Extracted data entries
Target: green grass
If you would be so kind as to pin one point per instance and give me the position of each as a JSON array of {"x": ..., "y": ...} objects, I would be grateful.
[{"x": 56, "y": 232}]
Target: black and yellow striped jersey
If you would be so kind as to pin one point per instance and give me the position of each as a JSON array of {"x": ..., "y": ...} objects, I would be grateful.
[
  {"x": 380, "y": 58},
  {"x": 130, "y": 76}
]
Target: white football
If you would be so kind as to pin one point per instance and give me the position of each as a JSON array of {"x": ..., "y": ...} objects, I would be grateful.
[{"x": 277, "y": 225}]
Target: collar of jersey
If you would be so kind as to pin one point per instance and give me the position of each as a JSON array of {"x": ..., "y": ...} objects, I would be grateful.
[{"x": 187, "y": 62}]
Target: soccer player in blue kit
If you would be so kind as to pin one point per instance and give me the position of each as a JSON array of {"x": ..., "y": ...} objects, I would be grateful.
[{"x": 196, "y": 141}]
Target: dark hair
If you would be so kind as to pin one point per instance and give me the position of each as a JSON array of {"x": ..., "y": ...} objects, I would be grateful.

Exercise description: Rewrite all of the entries above so that each "Target" becomes "Label", with every other character left unchanged.

The result:
Label: green grass
If you would be so kind as to pin one point per instance and give me the position of each as a JSON array of {"x": ..., "y": ...} objects, I would be grateful.
[{"x": 56, "y": 232}]
Label: black and yellow striped jersey
If you would be so kind as to pin one point per instance and give me the position of each as a JSON array of {"x": ..., "y": ...} objects, I would be grateful.
[
  {"x": 380, "y": 58},
  {"x": 130, "y": 76}
]
Label: white football
If you would be so kind as to pin one point per instance and give me the position of each as a JSON array of {"x": ..., "y": ...} objects, I would be grateful.
[{"x": 277, "y": 225}]
Label: collar of jersey
If you would be so kind as to pin one point per instance and give me the position of each as a JSON array of {"x": ..., "y": ...} objects, I would be grateful.
[{"x": 187, "y": 62}]
Label: soccer player in blue kit
If you would be so kind as to pin one point per instance and give me the position of each as a JSON array of {"x": ..., "y": ...} objects, I would be grateful.
[{"x": 196, "y": 141}]
Label: dark hair
If you would be so kind as to pin one point per instance and give me the position of each as a JSON array of {"x": ..., "y": ...} objects, I would be grateful.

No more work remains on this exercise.